## DIRECTIVE
The records below must be transcribed exactly. Do not include the pictures.

Pointing dataset excerpts:
....................
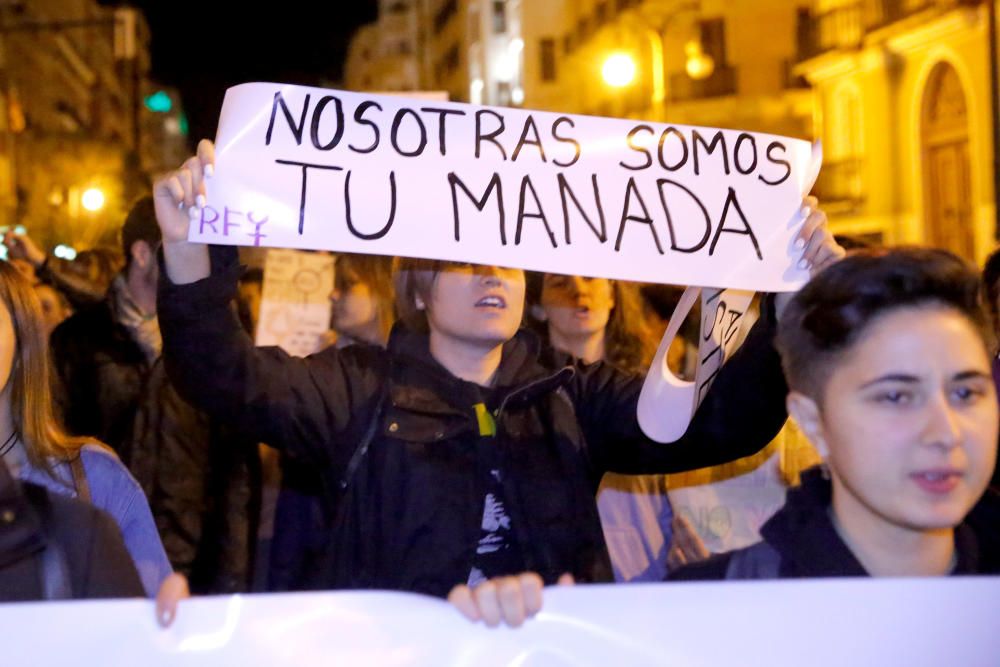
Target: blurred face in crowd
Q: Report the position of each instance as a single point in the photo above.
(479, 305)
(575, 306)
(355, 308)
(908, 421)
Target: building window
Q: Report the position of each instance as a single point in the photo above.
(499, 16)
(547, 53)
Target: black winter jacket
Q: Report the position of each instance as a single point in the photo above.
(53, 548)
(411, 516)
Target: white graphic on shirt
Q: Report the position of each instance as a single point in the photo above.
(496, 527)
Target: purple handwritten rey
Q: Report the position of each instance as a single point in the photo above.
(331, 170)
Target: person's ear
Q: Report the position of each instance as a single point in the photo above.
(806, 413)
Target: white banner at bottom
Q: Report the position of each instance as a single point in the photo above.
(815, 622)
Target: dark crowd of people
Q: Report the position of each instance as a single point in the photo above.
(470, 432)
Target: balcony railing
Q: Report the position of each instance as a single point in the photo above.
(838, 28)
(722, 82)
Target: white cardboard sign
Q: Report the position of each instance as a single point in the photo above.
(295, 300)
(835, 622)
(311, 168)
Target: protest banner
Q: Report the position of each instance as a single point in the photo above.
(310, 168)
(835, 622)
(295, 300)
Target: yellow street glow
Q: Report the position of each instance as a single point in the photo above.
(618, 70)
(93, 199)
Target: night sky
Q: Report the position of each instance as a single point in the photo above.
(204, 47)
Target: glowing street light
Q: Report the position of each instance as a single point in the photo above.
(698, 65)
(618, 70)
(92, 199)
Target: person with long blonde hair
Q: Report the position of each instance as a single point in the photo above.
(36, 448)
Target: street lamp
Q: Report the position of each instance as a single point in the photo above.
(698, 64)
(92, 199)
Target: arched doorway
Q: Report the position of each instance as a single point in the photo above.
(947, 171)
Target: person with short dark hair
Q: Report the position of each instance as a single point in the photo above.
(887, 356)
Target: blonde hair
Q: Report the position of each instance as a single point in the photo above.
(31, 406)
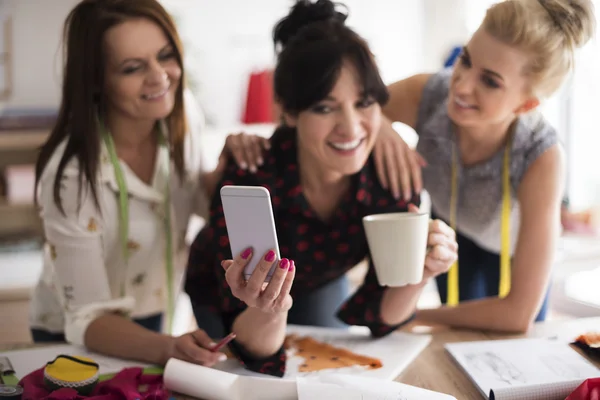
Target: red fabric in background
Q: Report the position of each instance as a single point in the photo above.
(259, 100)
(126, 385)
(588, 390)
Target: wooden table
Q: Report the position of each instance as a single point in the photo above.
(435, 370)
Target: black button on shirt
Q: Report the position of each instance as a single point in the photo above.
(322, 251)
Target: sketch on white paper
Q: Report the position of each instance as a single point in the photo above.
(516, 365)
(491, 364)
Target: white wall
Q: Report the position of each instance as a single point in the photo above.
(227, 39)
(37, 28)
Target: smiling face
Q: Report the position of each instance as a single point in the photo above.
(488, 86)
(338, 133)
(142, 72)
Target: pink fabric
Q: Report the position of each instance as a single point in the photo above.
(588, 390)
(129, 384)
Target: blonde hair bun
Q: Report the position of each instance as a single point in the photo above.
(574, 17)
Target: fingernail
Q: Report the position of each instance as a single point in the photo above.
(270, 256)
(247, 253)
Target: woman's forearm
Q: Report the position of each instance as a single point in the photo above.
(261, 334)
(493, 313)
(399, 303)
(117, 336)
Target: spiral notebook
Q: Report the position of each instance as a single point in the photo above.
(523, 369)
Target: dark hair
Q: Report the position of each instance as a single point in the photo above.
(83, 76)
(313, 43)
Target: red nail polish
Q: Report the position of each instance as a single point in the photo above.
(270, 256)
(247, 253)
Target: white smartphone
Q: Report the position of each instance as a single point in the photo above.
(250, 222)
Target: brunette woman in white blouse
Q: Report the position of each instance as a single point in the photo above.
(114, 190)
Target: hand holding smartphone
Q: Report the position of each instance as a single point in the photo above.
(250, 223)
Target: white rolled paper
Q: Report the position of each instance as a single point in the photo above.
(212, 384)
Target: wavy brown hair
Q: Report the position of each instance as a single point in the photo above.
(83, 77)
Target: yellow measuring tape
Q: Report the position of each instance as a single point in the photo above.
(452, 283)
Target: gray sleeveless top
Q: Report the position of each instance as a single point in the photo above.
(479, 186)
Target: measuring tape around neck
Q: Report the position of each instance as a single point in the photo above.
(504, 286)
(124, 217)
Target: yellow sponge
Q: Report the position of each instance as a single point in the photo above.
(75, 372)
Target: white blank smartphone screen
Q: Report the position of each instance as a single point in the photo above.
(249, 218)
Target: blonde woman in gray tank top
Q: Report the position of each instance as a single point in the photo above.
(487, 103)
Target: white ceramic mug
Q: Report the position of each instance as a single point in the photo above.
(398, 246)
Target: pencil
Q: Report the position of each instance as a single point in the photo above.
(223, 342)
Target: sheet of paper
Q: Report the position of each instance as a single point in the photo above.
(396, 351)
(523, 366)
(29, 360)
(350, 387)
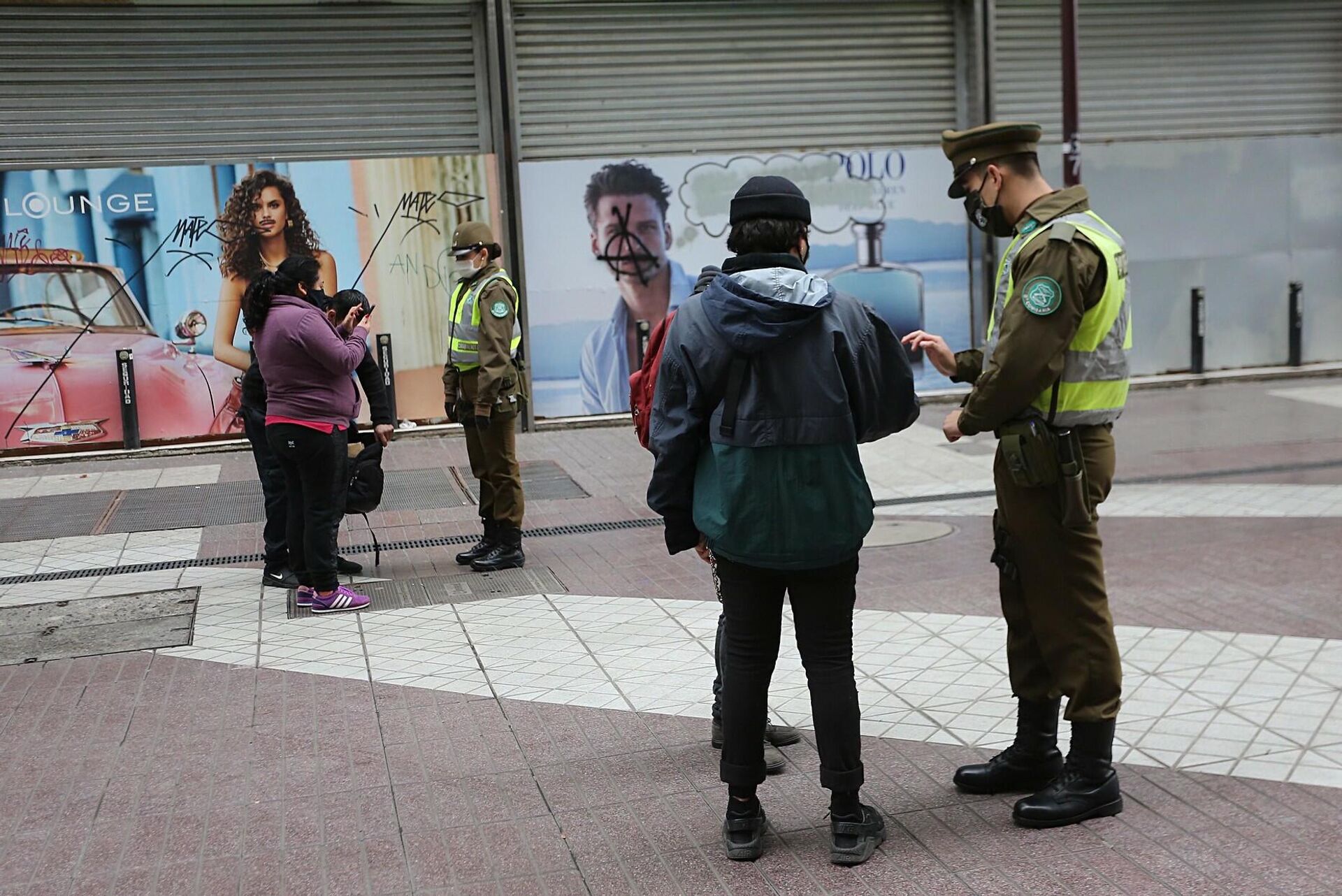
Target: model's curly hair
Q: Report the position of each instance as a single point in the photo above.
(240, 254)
....................
## THE REPLY
Target: blurred face in crowd
Q: Report the position of each instance as a single point in the photo above.
(479, 305)
(575, 306)
(355, 308)
(908, 421)
Target: building window
Q: Report the position of each instance as a single point in the photo above.
(499, 16)
(547, 53)
Target: black winter jacket
Q: Report the position of each instance as a single point in the photo above.
(53, 548)
(411, 516)
Target: white graphic on shirt
Q: Report the position of each instance as a single point in the photo above.
(496, 527)
Target: purple handwritten rey
Q: Report the position of each instance as a single point in the photo above.
(331, 170)
Target: person's ear
Q: Report the position of each instance as a single point in the photo above.
(806, 413)
Target: white banner at bottom
Q: Report the position of each instance as a single point in the photo above.
(815, 622)
Target: dark crowd of people
Q: Report the position of each instance as a single point in the photo above.
(470, 432)
Target: balcony railing
Q: Report the position of each instance as a single point in the photo above.
(838, 28)
(722, 82)
Target: white cardboard sign
Q: Report the position of each instance as a single point in the photo above.
(295, 300)
(835, 622)
(311, 168)
Target: protest banner
Q: Report the position of each instance as a single point in the photo above.
(310, 168)
(835, 622)
(295, 300)
Target: yellow street glow
Q: Report the position of each instance as a single point in the photo above.
(618, 70)
(93, 199)
Target: night sky
Q: Report the position of each instance as a single point in the photo above.
(204, 47)
Target: glowing street light
Q: Report the position of each instance as a single point in the photo above.
(698, 65)
(618, 70)
(92, 199)
Target: person with long blonde hair
Q: Report the position of each instance as a single point in the photo above.
(36, 448)
Target: street lamp
Q: Report the position of each instance as a single point in the photo above.
(698, 64)
(92, 199)
Target: arched doorway
Q: Report the position of each instance as a single point in the photo above.
(947, 171)
Target: person with short dark hair
Q: Report the position of each instance as a single point in the photo above.
(887, 356)
Target: blonde hair
Q: Report the position of each instance as a single point in the photo above.
(31, 406)
Target: red fabric in background
Q: Report the position of each instance as a single point in the photo above.
(259, 100)
(126, 385)
(588, 390)
Target: wooden table
Q: Report the position of each instance as a single point in the photo above.
(435, 370)
Target: black button on shirt
Q: Report the position of each instance as a single point in the photo above.
(322, 251)
Target: sketch on white paper
Q: Report the position of each instance as a single point in the photo above.
(516, 365)
(491, 364)
Target: white wall
Q: Report the position of each instance as a single point in the photo above.
(227, 39)
(37, 28)
Target: smiling face
Q: Report the position of each instance as a single point in the photo above.
(488, 86)
(338, 133)
(142, 72)
Target: pink fabric
Q: Report the position of each instance as a single point in the photo above.
(588, 390)
(129, 384)
Target: blonde hair bun
Q: Report the position of each instance as a single point in the photo above.
(574, 17)
Target: fingernail
Q: Report the position of each instance as a single point in the photo above.
(270, 256)
(247, 253)
Target: woman's forearm
Q: Report the position of each instance as a single point in the photo above.
(261, 334)
(493, 313)
(399, 303)
(117, 336)
Target: spiral notebook
Q: Report the position of each instance as a single point in the photo above.
(523, 369)
Target: dark hair
Q: Report the position of each instance as a single point in the photo above.
(83, 76)
(313, 43)
Target: red nail polish
Q: Report the position of each instance as a single point in the photo above.
(270, 256)
(247, 253)
Target: white smartphone
Q: Report the position of each instance as a single point in the photo above.
(250, 222)
Target: brunette woman in white blouse
Q: Report the position of each instance as a single point in the photo above.
(114, 190)
Target: hand holding smartphone
Q: Report the position of each instance as a single point in the photo above.
(250, 223)
Target: white rolled paper
Q: Report the position of each instance as a single point in the photo above.
(212, 384)
Target: wavy brown hair
Q: Report the position of each instance as a single point in the photo above.
(83, 77)
Target: yellow measuring tape
Q: Report the position of each instance as a single point in the photo above.
(452, 283)
Target: gray sleeveless top
Q: Report the position of each instance as a single point in the photo above.
(479, 186)
Target: measuring tape around neck
Q: Report the position of each instance as a single point in the photo above.
(504, 286)
(124, 217)
Target: yellow sponge
Q: Report the position of each instance as a single point in the photo above.
(75, 372)
Target: white blank smartphone screen
Q: Report the position of each instance as a single point in the photo above.
(249, 218)
Target: blonde woman in gray tank top
Q: Report the position of each instance as a single point in the photo above.
(487, 103)
Target: white ceramic mug
Q: Report the position of each instance as a single point in the photo above.
(398, 246)
Target: pencil
Q: Report the position of each instance as a single point in the photo above.
(223, 342)
Target: sheet of paper
Q: Report the position of each instance as a single point in the photo above.
(396, 351)
(523, 366)
(29, 360)
(350, 387)
Target: model's curly hair
Q: Report the position of each instance as a single point in the photo above.
(240, 254)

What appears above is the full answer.